____ Texto da página

Santa Maria e Terceira unidas por coração em vimes
5 de abr. de 2019, 20:33
— Tatiana Ourique / AO Online
Há convívio no Forno, em Santa Bárbara, na ilha de Santa Maria,
sempre que é tempo de descascar os vimes. Helena Martelo, a residir atualmente
na ilha Terceira, garante que os regressos à ilha do sol são sempre especiais:
“Sempre que posso vou a Santa Maria participar na tarefa de descascar o vime. É
um momento único e inesquecível não só pelo ato em si de descascar o vime e as
técnicas associadas, mas também pelo trabalho comunitário e o convívio entre
gerações onde são partilhadas histórias antigas de quando trabalhavam e
descascavam o vime com os mais velhos. É um trabalho comunitário que ainda
permanece na comunidade rural de Santa Maria. Hoje estão a descascar o vime e
amanhã estão a trabalhar o campo ou a tratar dos animais em comunidade”, contou
ao Açoriano Oriental a fundadora do projeto e marketeer.
A “Organic Flow” vive ao ritmo de residências artísticas onde se criam formas
orgânicas de uma maneira fluída e natural. Pretende promover o artesão e a
comunidade local em território nacional e internacional.
Helena Martelo
licenciou-se em Marketing e Publicidade e assume-se desde
sempre apaixonada pela natureza. Começou muito jovem a colecionar formas
orgânicas, que recolhia durante os seus passeios à beira mar ou no campo e
peças de artesanato, resultantes do saber fazer dos ofícios tradicionais. Gosta
de imaginar formas inspiradas na natureza e recorrer à arte como forma de
expressão. Na sua breve estadia na ilha de Santa Maria, criou, em conjunto com
a artesã Aida Bairos, peças decorativas em vime.
Aida, mariense, cresceu
com a arte de trabalhar o vime. Em criança via o pai a
trabalhar sazonalmente os vimes. No início dos anos 80, experimentou com
sucesso fazer a sua primeira peça em vime e, até hoje, nunca mais parou. Começou
por reproduzir a cestaria tradicional, fazendo uma pesquisa das formas e a sua
utilização até que a arte de trabalhar o vime passou a ser a sua atividade
principal. A sua paixão é transformar o vime e outras fibras vegetais, na
criação de peças utilitárias e decorativas. Procura sensibilizar as pessoas
para a aquisição de peças que no final da sua vida útil são biodegradáveis e tem
como objetivo continuar a criar, inovar e expandir o artesanato em fibras
vegetais.

________

Escreva a continuação do texto sobre o trabalho do vime em Santa Maria, começando logo após a última frase apresentada.

____ Dados apresentados

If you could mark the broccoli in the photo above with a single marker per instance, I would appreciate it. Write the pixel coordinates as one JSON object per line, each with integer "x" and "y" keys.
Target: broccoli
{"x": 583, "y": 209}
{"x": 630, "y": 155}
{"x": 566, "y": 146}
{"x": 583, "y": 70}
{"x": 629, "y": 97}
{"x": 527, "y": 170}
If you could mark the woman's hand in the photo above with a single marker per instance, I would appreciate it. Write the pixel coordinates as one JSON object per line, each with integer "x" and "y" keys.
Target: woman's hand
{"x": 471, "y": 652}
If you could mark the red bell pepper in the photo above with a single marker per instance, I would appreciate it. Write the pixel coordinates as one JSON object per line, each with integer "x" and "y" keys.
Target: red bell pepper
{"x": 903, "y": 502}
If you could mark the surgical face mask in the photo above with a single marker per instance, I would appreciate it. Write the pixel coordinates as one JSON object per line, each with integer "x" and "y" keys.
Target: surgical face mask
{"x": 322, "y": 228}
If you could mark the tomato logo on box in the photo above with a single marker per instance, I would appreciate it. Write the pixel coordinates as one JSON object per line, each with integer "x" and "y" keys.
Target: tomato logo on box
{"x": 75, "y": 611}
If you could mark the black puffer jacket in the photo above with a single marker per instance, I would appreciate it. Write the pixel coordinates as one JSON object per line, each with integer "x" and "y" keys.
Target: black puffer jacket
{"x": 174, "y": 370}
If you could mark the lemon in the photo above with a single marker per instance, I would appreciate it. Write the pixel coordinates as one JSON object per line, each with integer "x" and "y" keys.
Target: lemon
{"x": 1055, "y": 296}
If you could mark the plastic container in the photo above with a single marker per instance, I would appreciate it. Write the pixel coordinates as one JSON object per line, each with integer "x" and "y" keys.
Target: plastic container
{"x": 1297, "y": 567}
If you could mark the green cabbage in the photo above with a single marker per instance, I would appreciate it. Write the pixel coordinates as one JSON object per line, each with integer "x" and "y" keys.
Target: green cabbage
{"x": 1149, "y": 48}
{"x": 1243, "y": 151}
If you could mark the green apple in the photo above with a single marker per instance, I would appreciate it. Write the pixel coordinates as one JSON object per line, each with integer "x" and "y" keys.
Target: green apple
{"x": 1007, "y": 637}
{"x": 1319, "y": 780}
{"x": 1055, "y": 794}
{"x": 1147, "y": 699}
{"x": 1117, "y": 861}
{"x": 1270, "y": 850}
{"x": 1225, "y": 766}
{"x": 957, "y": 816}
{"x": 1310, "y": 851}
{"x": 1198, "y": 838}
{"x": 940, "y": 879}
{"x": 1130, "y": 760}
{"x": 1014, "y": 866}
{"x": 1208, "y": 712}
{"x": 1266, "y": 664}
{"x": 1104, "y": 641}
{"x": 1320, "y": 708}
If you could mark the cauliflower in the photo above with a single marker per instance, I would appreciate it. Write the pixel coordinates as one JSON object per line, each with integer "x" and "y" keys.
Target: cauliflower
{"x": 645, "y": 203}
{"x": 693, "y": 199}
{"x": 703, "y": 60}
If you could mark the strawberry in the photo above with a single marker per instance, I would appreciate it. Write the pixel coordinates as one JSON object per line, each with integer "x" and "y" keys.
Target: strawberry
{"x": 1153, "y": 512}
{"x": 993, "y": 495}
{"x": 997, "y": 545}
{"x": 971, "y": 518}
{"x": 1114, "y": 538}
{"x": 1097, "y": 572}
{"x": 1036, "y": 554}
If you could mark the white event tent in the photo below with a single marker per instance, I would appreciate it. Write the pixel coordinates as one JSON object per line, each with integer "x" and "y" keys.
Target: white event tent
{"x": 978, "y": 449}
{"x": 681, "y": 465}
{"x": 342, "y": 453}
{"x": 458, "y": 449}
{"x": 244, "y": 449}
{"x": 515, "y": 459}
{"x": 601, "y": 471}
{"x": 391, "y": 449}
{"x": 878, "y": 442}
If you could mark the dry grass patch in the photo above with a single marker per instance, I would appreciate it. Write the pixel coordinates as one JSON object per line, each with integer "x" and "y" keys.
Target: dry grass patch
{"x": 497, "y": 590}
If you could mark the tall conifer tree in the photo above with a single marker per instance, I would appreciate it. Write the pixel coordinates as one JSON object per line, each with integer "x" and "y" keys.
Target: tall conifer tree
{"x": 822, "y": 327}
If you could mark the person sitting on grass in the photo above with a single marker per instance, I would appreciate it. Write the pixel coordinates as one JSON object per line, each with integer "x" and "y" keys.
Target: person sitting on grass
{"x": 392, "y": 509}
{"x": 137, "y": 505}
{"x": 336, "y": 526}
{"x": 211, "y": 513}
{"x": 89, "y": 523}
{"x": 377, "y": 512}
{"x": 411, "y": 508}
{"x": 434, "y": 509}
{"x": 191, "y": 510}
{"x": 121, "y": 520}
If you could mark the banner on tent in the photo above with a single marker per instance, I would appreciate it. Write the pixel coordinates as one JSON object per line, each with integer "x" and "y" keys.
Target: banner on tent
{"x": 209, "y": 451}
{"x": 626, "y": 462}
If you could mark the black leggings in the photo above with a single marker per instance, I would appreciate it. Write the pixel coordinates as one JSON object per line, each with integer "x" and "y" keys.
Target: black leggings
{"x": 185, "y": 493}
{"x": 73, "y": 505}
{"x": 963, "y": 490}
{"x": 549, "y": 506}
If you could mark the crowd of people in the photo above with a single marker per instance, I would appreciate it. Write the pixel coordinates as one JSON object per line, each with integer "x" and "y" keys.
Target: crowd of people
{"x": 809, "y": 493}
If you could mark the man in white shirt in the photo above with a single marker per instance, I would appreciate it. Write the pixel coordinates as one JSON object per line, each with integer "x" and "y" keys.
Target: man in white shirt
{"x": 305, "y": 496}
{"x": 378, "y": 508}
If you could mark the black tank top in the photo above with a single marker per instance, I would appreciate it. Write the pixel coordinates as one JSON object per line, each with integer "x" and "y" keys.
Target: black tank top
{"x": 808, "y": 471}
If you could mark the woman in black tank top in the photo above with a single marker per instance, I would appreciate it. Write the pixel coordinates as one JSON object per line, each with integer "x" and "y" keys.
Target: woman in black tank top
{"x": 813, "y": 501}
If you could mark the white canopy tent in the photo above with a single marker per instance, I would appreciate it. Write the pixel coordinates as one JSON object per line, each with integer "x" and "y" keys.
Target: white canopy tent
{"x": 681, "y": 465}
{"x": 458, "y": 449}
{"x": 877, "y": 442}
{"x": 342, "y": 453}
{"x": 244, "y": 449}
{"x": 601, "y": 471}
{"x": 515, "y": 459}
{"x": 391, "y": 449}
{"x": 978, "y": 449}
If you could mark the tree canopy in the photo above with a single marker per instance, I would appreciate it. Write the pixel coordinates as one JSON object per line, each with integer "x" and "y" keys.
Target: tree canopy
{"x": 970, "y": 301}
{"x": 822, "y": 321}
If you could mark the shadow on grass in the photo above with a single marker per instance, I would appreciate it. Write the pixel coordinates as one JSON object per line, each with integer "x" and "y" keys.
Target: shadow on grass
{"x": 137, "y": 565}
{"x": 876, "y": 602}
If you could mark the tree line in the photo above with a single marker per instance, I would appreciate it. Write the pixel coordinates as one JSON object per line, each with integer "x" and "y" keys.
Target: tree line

________

> [Resposta]
Helena explicou a origem
deste projeto-coração”: “no âmbito de uma formação em tendências de mercado, que fiz com a
empresa italiana Future Concept Lab. Foram desenvolvidos estudos a nível
regional, em termos de hábitos e tendências de consumo sustentáveis, em
comparação com os dados recolhidos a nível internacional, que demonstraram um
mercado em expansão e a identificação de um segmento de pessoas com hábitos de
consumo mais consciente e amigo do ambiente. O Organic Flow procura o “Chic
Artesanal”, esculturas amigas do ambiente, as origens dos objetos artesanais, a
beleza da natureza em peças de decoração, uma estética natural e esculturas
orgânicas. O projeto Organic Flow iniciou-se na coleção
“Coração” com a artesã Aida Bairos, dando vida às pedras em forma de coração
recolhidas nos passeios à beira mar na Praia Formosa. Foram criados vários
protótipos do coração tridimensional até chegar à escultura final”. A artesã
diz ainda acreditar num contributo para um mundo melhor: “uma menina de 8 anos,
quando viu o coração, disse-nos que podíamos dar a meninos maus para ficarem
bons!”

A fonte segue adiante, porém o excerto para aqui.